→ Task directions:
Locate the line that contains "902, row 499" in the entries below, then repeat it and every following line through the line that contains "470, row 44", exactly, and no others.

→ Provided information:
Segment Open

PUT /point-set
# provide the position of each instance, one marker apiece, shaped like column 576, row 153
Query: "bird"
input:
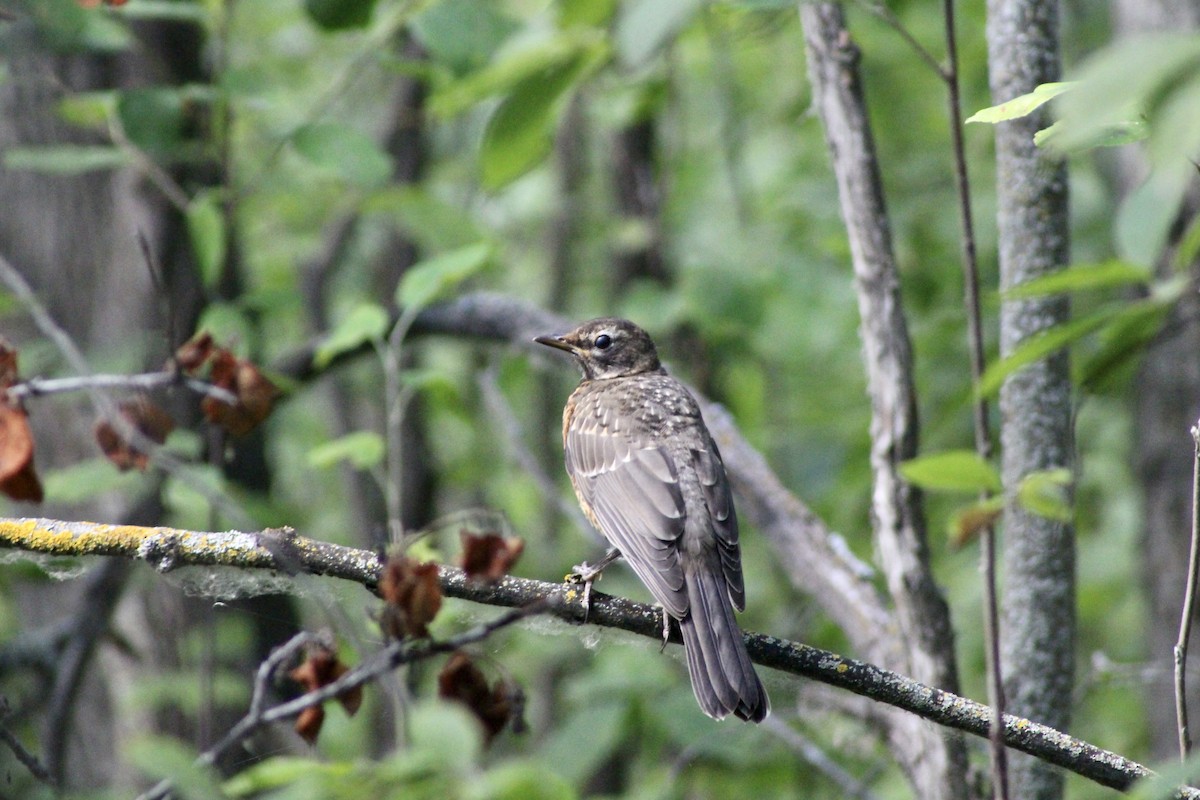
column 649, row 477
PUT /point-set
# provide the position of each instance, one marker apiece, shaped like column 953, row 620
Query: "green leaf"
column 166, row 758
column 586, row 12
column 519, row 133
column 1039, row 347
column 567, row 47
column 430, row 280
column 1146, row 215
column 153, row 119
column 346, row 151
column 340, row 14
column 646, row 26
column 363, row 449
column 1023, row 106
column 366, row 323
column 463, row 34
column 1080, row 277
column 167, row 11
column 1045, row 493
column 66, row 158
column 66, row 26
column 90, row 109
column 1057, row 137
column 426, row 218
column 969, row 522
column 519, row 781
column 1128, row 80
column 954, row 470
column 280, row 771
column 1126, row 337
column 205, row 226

Segment Closed
Segment Open

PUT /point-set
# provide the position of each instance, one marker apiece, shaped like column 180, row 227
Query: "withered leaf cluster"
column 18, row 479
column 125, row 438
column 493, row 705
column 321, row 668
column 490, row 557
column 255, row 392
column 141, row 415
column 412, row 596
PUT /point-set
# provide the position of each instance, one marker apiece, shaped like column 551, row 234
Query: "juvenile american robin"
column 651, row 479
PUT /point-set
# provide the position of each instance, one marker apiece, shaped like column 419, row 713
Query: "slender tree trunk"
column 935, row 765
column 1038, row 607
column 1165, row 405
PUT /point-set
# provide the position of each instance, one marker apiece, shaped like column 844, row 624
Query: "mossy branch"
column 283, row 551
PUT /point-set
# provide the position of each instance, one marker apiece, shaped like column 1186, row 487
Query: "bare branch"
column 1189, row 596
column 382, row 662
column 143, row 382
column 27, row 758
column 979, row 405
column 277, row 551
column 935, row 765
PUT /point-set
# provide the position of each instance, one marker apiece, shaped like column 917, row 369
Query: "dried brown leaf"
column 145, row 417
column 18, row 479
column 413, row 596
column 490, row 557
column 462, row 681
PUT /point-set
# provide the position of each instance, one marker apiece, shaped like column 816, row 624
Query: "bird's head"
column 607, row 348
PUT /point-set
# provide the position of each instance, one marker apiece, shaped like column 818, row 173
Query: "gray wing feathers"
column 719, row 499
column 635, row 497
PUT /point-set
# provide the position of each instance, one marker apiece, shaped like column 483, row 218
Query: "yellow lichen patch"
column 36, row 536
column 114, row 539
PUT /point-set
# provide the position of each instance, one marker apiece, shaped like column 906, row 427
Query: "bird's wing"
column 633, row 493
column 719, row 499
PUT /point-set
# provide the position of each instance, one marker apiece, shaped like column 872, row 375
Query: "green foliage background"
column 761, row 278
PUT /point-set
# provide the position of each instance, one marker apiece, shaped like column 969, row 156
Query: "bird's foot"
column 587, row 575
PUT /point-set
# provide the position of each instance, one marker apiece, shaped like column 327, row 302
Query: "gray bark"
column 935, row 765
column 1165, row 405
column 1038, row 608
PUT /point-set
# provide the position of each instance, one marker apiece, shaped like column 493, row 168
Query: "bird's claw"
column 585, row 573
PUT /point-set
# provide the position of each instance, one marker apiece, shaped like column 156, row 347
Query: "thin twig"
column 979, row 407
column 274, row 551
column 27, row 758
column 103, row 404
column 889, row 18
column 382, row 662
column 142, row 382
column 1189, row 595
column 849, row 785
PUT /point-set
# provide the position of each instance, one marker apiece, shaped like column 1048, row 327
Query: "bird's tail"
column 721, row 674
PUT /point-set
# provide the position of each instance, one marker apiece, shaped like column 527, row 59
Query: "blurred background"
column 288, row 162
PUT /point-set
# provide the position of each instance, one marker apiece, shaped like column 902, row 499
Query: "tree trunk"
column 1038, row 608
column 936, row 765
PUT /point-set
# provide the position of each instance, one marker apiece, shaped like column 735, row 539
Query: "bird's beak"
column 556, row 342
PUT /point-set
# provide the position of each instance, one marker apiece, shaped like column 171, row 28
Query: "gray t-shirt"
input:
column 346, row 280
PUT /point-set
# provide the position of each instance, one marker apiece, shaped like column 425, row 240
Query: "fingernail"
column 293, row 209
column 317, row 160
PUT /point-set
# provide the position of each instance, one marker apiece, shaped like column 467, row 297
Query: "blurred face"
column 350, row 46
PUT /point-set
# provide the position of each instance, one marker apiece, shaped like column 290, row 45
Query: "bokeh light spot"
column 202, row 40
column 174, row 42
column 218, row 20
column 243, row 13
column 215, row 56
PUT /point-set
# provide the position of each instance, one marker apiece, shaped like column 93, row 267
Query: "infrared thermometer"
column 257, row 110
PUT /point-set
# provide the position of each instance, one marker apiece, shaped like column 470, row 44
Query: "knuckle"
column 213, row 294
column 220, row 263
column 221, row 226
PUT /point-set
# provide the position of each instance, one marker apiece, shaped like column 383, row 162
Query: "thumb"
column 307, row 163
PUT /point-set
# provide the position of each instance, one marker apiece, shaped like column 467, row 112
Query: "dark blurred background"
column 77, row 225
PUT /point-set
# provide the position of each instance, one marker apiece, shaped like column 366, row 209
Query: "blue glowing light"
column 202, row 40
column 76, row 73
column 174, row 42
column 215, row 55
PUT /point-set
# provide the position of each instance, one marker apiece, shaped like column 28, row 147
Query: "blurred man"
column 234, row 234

Segment Closed

→ Answer for the task:
# provide the position of each instance, one marker apiece, shaped like column 902, row 499
Query: "tree trunk"
column 1038, row 608
column 936, row 765
PUT /point-set
# provide the position of each instance, one marker apiece, shaped like column 735, row 539
Query: "bird's beak"
column 556, row 342
PUT /point-set
# provide the position of each instance, one marker apiece, shaped like column 171, row 28
Query: "gray t-shirt"
input:
column 346, row 280
PUT /point-set
# provide the position of each instance, one marker apiece, shaped like column 425, row 240
Query: "fingernail"
column 293, row 209
column 317, row 160
PUT /point-set
# provide the position of each instance, one marker apiece, shaped like column 467, row 297
Query: "blurred face"
column 350, row 46
PUT /point-set
# provide the position of each instance, one marker apiece, shaped like column 290, row 45
Query: "bokeh light spot"
column 202, row 40
column 174, row 42
column 218, row 20
column 243, row 13
column 215, row 56
PUT /point-set
# provide the position of each instance, one marker apiece, shaped like column 93, row 267
Query: "infrared thermometer"
column 257, row 110
PUT /point-set
# provide the position of each instance, one marker apiece, shaped like column 470, row 44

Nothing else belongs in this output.